* Data for this task *

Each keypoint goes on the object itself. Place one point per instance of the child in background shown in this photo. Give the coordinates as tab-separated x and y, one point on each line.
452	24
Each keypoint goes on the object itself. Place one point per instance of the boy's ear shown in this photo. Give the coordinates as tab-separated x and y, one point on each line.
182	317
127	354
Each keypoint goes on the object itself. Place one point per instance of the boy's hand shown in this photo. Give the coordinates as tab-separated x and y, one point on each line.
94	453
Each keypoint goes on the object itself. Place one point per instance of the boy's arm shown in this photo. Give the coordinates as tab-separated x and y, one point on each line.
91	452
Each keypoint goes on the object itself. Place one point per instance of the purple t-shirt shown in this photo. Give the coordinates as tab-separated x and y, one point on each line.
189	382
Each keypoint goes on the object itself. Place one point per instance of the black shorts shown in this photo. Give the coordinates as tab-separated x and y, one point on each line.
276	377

* Written problem *
Revise every item above by replacing "tab-separated" with "space-separated" wherever it occurs. Leave all other wording untouched.

* Output for this exercise *
Each keypoint goes on the object itself. Place one point per instance of the child in background shown in this photo. Give the coordinates as space-separated x and y, one point on each line.
452	24
Each keypoint goes on the object itself. Place one point per instance of the boy's ear shown in this photo. Give the coordinates as space-separated x and y, one point on each line.
182	317
127	354
Each keypoint goes on the object itself. Place one point per instance of the boy's hand shown in this photo. Give the coordinates as space-separated x and y, one point on each line.
94	453
Each keypoint goes on the object itself. Place one point per instance of the boy's arm shown in this photo. Give the coordinates as space-separated x and y, one point on each line.
91	452
Each keypoint goes on the object itself. Place one point per instance of the purple t-shirt shown in this photo. Give the coordinates as space-separated x and y, one point on each line.
189	382
Each keypoint goes on the object itself. Place one point per instance of the black shorts shown in this photo. Give the coordinates as space-separated x and y, one point on each line.
276	377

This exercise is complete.